- _WHAT YOU SHOULD DO_
Nothing but the lines holding the string "suitcase" should appear in the answer. Copy them from the entries.

╭─ DATA TO PROCESS

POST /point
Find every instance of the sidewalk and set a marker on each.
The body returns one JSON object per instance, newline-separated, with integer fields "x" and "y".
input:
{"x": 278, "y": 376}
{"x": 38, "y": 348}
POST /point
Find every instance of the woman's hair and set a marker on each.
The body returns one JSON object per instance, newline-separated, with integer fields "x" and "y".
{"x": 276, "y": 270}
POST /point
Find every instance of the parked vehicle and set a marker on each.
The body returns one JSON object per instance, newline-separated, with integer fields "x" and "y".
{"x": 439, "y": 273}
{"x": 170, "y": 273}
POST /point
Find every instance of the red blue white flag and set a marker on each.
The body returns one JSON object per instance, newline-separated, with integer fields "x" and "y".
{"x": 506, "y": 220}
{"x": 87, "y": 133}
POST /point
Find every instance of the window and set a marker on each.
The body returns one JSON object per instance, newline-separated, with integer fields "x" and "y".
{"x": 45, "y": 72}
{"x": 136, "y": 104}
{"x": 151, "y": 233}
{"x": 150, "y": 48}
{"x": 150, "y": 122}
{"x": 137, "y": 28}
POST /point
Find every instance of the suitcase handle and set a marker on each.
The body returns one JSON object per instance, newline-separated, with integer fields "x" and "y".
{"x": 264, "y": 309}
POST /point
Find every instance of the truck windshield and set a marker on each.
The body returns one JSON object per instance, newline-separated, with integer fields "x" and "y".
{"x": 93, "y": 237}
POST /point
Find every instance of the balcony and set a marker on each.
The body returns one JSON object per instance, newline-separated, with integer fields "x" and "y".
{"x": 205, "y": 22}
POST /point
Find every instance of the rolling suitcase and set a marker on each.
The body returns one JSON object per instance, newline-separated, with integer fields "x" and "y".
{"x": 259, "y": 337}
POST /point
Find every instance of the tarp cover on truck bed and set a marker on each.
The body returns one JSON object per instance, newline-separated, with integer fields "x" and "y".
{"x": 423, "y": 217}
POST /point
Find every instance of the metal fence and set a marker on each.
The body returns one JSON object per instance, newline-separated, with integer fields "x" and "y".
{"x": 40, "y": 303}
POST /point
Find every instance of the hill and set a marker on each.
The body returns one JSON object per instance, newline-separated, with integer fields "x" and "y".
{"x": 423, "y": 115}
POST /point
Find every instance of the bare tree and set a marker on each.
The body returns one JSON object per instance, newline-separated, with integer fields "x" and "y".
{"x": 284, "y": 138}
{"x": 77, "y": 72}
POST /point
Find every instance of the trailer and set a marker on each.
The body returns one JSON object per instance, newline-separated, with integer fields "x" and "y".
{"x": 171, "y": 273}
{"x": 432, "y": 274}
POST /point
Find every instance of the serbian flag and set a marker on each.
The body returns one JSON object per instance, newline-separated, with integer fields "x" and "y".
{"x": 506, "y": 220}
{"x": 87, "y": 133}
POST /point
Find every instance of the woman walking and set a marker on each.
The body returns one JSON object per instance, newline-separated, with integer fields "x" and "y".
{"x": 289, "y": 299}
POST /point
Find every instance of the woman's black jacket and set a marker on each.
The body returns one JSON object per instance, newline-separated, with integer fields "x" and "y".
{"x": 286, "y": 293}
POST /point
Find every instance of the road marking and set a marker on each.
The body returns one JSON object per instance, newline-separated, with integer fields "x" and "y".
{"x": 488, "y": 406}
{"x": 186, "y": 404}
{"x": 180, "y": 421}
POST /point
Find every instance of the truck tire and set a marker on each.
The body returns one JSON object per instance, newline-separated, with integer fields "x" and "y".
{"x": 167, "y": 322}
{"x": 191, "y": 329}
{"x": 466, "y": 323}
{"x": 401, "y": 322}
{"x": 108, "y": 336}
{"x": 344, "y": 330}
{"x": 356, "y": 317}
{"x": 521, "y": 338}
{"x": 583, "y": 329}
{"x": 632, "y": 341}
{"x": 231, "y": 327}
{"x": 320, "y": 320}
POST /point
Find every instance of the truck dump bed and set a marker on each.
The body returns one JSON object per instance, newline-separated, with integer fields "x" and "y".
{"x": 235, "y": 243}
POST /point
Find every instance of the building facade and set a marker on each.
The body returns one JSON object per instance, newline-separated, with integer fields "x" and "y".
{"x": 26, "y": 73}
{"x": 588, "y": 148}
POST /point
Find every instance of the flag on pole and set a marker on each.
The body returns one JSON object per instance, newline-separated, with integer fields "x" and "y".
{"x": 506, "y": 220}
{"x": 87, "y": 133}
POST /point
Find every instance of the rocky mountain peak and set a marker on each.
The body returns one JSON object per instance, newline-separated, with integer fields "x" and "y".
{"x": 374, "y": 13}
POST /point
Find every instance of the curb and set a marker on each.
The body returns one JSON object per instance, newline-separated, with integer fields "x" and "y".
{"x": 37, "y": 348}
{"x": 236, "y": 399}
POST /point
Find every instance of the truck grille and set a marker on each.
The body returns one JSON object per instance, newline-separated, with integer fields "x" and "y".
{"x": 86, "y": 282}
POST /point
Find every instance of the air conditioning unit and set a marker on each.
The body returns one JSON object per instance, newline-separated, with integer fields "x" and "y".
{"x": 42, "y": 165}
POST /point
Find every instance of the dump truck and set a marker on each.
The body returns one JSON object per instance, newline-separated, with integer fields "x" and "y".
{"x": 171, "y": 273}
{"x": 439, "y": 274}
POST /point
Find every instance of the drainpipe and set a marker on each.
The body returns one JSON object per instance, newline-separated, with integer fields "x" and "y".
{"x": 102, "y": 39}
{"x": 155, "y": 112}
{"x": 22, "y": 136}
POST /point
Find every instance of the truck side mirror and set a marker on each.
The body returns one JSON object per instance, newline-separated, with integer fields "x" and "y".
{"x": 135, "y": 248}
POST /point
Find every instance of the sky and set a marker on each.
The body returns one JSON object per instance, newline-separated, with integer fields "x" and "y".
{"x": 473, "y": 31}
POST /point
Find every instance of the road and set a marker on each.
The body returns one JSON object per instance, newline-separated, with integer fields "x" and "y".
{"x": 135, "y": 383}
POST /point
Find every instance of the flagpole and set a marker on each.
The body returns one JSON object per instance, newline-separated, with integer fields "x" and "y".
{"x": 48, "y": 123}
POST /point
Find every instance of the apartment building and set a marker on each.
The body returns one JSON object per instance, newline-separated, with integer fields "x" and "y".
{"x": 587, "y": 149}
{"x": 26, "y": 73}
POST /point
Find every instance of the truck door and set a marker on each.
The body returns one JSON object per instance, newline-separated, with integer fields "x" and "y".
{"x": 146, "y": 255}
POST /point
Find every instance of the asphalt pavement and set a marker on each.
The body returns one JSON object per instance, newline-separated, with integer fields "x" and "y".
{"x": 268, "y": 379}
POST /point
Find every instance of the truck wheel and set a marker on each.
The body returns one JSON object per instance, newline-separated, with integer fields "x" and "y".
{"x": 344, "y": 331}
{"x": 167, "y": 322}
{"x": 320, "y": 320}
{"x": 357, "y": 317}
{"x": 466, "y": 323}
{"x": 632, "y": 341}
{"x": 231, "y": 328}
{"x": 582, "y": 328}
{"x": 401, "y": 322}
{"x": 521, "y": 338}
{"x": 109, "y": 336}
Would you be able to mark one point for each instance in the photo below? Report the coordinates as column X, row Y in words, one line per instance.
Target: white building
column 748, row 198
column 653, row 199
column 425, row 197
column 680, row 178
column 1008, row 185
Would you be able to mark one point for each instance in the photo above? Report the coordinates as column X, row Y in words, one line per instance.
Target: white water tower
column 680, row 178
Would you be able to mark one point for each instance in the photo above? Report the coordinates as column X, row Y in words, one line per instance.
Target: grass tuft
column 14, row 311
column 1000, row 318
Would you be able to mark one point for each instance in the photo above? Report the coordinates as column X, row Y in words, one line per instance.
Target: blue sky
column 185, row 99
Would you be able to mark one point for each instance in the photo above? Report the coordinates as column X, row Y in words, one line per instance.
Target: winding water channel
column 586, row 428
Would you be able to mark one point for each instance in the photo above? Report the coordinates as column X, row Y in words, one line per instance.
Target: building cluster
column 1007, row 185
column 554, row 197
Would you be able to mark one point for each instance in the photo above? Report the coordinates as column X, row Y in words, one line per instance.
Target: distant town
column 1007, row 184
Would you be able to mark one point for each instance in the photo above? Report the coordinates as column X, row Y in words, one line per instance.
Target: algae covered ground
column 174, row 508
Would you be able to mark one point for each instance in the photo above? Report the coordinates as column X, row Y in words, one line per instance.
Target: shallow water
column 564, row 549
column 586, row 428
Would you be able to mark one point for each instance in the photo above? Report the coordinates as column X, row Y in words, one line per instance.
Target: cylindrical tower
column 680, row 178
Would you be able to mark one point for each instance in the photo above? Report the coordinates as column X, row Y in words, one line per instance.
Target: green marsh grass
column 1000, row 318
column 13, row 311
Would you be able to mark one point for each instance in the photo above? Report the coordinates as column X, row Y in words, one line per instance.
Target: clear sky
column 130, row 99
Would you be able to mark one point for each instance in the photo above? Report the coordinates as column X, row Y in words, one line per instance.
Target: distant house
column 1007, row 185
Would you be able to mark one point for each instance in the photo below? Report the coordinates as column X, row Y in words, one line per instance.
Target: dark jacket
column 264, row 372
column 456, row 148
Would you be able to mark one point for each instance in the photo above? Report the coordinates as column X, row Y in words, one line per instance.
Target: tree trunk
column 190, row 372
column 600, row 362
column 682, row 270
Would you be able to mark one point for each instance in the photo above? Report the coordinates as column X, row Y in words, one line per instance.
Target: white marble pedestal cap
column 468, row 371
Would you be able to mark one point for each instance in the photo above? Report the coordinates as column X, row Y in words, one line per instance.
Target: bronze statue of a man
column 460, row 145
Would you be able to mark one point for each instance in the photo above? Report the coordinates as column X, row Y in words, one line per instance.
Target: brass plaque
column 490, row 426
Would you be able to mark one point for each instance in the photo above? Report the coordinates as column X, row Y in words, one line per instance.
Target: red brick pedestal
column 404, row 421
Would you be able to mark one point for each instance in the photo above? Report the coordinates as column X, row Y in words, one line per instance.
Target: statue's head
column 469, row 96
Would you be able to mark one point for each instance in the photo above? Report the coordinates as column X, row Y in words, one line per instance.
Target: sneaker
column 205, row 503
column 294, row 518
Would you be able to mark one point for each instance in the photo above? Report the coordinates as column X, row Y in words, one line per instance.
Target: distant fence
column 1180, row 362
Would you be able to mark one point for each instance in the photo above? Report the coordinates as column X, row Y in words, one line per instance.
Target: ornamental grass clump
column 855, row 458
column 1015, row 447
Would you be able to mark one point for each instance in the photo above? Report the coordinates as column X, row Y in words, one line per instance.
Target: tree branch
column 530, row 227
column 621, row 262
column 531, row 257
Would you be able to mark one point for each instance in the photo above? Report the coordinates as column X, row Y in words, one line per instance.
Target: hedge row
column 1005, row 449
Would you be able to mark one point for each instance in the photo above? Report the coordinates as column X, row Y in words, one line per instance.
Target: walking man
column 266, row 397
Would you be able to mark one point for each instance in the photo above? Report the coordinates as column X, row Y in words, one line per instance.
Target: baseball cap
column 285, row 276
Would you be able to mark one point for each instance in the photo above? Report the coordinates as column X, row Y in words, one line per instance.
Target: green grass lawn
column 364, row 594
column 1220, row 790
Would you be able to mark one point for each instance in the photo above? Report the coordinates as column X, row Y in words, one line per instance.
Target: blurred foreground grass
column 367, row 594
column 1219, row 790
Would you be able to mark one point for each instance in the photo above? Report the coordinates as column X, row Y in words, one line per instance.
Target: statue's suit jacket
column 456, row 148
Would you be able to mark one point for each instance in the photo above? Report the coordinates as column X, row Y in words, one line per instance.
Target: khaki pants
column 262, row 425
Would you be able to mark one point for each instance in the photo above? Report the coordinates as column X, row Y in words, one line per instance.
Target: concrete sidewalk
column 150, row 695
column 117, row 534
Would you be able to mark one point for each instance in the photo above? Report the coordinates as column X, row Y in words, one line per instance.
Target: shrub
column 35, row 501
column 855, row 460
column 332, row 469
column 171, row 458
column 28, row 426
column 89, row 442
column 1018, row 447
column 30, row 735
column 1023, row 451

╰─

- _RESPONSE BOX_
Find every instance of the suitcase handle and set a marker on each.
Find every instance of the rolling suitcase and set a marker on each.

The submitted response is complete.